===== DATA SUPPLIED

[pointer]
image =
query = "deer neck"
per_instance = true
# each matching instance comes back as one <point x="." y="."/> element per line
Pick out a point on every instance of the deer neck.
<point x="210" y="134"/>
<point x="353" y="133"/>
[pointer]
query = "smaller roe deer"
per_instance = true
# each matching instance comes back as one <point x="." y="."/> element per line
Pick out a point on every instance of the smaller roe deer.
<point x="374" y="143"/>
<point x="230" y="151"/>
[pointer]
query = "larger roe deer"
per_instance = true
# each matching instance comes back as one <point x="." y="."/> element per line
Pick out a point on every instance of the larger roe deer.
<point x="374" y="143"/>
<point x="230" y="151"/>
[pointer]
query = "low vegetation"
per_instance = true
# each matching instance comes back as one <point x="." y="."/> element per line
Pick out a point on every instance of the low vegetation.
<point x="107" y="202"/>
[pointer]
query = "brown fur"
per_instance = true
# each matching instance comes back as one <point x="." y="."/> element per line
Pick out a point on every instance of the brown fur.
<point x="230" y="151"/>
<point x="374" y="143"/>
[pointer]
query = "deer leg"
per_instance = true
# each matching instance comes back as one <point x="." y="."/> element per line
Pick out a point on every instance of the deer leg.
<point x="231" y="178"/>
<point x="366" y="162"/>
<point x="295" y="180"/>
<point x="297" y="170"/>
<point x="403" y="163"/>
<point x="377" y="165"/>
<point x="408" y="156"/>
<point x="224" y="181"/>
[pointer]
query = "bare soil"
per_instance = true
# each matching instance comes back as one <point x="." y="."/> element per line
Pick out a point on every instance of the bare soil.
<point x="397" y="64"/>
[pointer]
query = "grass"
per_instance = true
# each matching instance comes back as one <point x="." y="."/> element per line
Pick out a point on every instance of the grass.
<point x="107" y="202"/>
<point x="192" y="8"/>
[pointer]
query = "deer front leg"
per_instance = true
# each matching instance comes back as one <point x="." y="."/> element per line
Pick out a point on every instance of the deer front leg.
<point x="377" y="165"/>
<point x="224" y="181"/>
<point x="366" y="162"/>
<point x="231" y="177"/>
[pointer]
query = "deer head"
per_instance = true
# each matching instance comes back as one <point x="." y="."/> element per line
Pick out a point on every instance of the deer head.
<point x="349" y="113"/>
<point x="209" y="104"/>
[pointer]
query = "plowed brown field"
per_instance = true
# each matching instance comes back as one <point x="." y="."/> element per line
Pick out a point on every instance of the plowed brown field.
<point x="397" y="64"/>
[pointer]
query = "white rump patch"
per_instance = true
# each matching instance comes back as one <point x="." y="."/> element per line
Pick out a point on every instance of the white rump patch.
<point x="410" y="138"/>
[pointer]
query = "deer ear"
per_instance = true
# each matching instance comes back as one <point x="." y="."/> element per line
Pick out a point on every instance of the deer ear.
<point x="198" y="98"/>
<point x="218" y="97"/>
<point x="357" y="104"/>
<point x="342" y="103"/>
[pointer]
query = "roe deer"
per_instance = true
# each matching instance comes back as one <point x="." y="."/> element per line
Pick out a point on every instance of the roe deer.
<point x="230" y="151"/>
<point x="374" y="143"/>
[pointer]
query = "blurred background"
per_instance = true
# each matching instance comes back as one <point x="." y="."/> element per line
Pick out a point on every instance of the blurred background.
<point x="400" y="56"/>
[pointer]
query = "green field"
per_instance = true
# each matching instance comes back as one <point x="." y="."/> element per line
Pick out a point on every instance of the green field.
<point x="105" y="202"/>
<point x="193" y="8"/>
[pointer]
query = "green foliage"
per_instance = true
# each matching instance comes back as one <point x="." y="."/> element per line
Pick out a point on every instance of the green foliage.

==========

_WHAT THE TASK ASKS_
Make an exact copy of all the data.

_RESULT_
[pointer]
image =
query = "deer neck"
per_instance = true
# each matching instance comes back as one <point x="." y="."/> element per line
Pick out a point on every instance of the deer neck.
<point x="210" y="134"/>
<point x="353" y="133"/>
[pointer]
query = "smaller roe deer"
per_instance = true
# each matching instance comes back as one <point x="." y="."/> element per line
Pick out a point on every instance of the smaller roe deer.
<point x="374" y="143"/>
<point x="230" y="151"/>
[pointer]
query = "larger roe deer"
per_instance = true
# each matching instance comes back as one <point x="." y="."/> element per line
Pick out a point on every instance of the larger roe deer.
<point x="374" y="143"/>
<point x="230" y="151"/>
[pointer]
query = "low vegetation"
per_instance = true
# each matching instance comes back as one <point x="." y="."/> element per line
Pick out a point on every instance of the low vegetation.
<point x="107" y="202"/>
[pointer]
query = "brown fur"
per_instance = true
# each matching instance comes back as one <point x="." y="."/> element per line
Pick out a point on every instance of the brown fur.
<point x="230" y="151"/>
<point x="374" y="143"/>
[pointer]
query = "deer leg"
per_instance = true
# each matching instance comes back as one <point x="." y="."/> element per line
Pick out a point on every instance of the deer leg.
<point x="231" y="178"/>
<point x="366" y="162"/>
<point x="295" y="180"/>
<point x="297" y="170"/>
<point x="403" y="163"/>
<point x="377" y="165"/>
<point x="408" y="156"/>
<point x="224" y="181"/>
[pointer]
query = "bare soil"
per_instance = true
# each matching instance comes back as one <point x="." y="."/> element per line
Pick out a point on every instance of the bare soil.
<point x="397" y="64"/>
[pointer]
query = "grass"
per_instance = true
# each matching instance comes back as one <point x="." y="."/> element per line
Pick out a point on every instance of the grass.
<point x="107" y="202"/>
<point x="192" y="8"/>
[pointer]
query = "deer front leg"
per_instance = true
# each matching instance comes back as one <point x="." y="."/> element per line
Pick out a point on every instance of the deer front leg.
<point x="377" y="165"/>
<point x="224" y="181"/>
<point x="366" y="162"/>
<point x="231" y="177"/>
[pointer]
query = "deer head"
per_instance = true
# each matching instance comes back as one <point x="." y="."/> element per line
Pick out a point on every instance of the deer head.
<point x="349" y="113"/>
<point x="209" y="104"/>
[pointer]
query = "plowed brown field"
per_instance = true
# each matching instance comes back as one <point x="." y="."/> element per line
Pick out a point on every instance of the plowed brown field.
<point x="397" y="64"/>
[pointer]
query = "white rump patch"
per_instance = true
# each matching instance comes back as one <point x="." y="."/> element per line
Pick out a point on every instance of the white rump patch.
<point x="410" y="138"/>
[pointer]
query = "deer ear"
per_instance = true
# each matching instance comes back as one <point x="." y="."/> element per line
Pick out a point on every instance of the deer ear.
<point x="198" y="98"/>
<point x="218" y="97"/>
<point x="357" y="104"/>
<point x="342" y="103"/>
[pointer]
query = "roe deer"
per_instance = true
# each matching instance comes back as one <point x="." y="."/> element per line
Pick out a point on every instance of the roe deer.
<point x="230" y="151"/>
<point x="374" y="143"/>
[pointer]
query = "blurred background"
per_instance = true
# each matching instance comes back as one <point x="." y="."/> element per line
Pick out a point on every instance of the blurred background.
<point x="400" y="56"/>
[pointer]
query = "green field"
per_instance = true
# each matching instance comes back as one <point x="." y="."/> element per line
Pick out a point on every instance of the green field.
<point x="105" y="202"/>
<point x="193" y="8"/>
[pointer]
query = "green foliage"
per_instance = true
# each matching instance comes back as one <point x="." y="."/> element per line
Pick out a point on every instance of the green foliage.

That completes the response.